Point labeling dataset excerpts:
★ ★ ★
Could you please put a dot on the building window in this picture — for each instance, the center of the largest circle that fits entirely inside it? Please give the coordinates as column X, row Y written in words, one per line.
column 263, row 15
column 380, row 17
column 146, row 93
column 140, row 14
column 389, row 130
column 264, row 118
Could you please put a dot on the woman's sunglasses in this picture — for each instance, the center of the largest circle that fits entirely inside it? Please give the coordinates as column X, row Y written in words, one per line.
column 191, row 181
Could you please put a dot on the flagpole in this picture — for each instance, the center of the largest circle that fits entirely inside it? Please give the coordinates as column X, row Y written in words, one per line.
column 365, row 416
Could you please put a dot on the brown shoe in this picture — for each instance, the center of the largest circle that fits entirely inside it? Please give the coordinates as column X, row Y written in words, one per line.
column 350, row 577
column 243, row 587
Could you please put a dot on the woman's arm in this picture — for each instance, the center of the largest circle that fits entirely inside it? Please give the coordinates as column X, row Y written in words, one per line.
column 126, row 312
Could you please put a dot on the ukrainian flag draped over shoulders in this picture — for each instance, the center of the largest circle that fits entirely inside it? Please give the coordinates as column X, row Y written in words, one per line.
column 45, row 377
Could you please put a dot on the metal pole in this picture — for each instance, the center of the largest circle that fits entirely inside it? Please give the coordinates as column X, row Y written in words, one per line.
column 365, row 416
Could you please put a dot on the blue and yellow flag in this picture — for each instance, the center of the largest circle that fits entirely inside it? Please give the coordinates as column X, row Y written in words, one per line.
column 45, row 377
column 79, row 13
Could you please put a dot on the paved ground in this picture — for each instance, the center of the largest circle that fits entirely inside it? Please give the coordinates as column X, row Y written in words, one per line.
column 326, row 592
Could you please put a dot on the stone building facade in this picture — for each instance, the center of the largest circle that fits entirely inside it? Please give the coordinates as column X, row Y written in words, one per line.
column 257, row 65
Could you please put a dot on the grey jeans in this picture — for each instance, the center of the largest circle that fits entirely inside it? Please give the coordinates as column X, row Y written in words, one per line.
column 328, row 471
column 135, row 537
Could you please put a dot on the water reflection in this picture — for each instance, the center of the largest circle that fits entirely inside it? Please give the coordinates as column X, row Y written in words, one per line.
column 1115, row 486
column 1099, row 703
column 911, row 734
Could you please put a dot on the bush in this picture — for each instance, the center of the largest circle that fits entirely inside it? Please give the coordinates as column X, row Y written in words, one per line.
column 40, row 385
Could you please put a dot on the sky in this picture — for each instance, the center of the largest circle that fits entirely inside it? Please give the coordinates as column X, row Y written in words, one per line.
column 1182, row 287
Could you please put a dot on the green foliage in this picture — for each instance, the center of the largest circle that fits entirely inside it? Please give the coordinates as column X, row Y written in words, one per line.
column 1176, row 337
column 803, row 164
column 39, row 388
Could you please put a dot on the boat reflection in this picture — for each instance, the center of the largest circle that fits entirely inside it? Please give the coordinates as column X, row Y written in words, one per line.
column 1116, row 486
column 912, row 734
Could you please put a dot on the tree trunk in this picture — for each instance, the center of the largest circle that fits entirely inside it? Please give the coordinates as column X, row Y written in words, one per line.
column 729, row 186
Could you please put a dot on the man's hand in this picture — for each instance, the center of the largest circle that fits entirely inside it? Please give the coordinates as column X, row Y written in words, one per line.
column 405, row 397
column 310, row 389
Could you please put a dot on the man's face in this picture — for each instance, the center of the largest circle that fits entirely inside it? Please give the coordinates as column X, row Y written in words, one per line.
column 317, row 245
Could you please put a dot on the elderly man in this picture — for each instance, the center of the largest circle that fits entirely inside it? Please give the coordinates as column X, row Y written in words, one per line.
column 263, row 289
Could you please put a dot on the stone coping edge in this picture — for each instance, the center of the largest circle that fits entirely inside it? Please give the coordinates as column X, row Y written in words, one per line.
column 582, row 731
★ ★ ★
• [Do this]: Reproduce the rows above word for word, starting at the line containing "Could you please put a dot on the flagpole" and ending after the line containing "column 135, row 537".

• [Output for this exercise]:
Could you please put a dot on the flagpole in this picture — for each instance, the center of the largest circle that fits entirely inside it? Please give the coordinates as column X, row Y written in words, one per line.
column 365, row 416
Could you please put a dot on the brown shoe in this picture — for each instance, the center of the largest circle that fits entirely inside it? Please give the coordinates as column X, row Y written in words, one per line.
column 350, row 577
column 243, row 587
Could you please put a dot on the woman's arm in this picture — for each instance, the center of the largest circle that fits entirely inside it? Please give the coordinates as column X, row Y written in words, one per line.
column 126, row 312
Could you please put a dot on the ukrainian flag draped over shoulders in this picture — for each instance, the center of the largest circle that fits entirely inside it? Please give the coordinates as column X, row Y written in words, one per line.
column 45, row 377
Could you please put a dot on the metal pole in this picture — for each instance, the center of the largest circle that fits entirely inside it? Please give the coordinates as column X, row Y written in words, one per line.
column 365, row 416
Could you please put a dot on the blue and yellow flag in this picture — for each instance, the center of the largest circle that fits entirely inside it? Please give the coordinates as column X, row Y written in words, one per line.
column 45, row 377
column 79, row 13
Could you please put a dot on the paved ground in this picture — for each instance, the center of the largest circle that fits entirely inside it? Please give the coordinates as column X, row Y written in words, one per line.
column 326, row 592
Could you please put a dot on the stone building facade in this picture — for each instance, the center of the largest circle that fits entirely inside it? Please give the coordinates as column X, row Y written in words, one per line.
column 257, row 65
Could you please put a dot on the grey jeans in this picture — for each instance, the center of the largest circle that fits entirely inside it? Please give the coordinates as column X, row Y written in words, one per line.
column 328, row 471
column 135, row 537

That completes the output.